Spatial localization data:
───
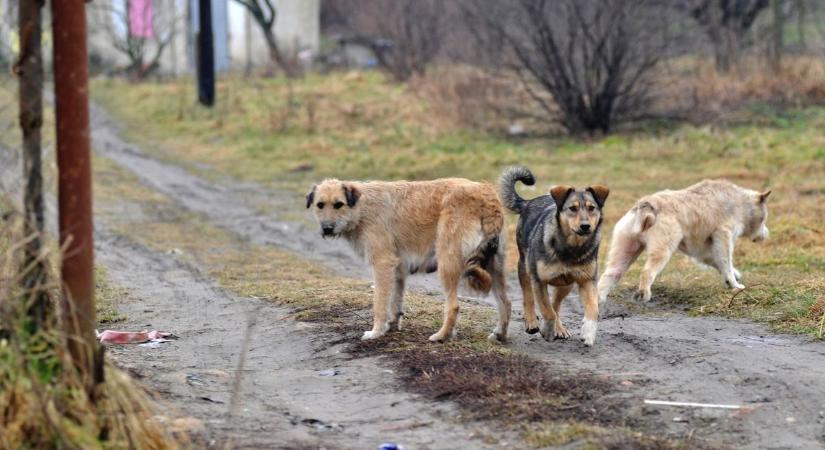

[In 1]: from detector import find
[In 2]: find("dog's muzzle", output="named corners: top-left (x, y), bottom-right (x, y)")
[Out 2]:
top-left (321, 224), bottom-right (335, 236)
top-left (575, 224), bottom-right (592, 236)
───
Please retype, without any change, the line containing "(x, y), bottom-right" and every line after it to the end of the entries above, and only those.

▶ OUTPUT OF THE TASK:
[In 2]: find("dog's muzzle", output="named corners: top-left (x, y), bottom-right (x, y)")
[Out 2]:
top-left (321, 224), bottom-right (335, 236)
top-left (575, 224), bottom-right (592, 236)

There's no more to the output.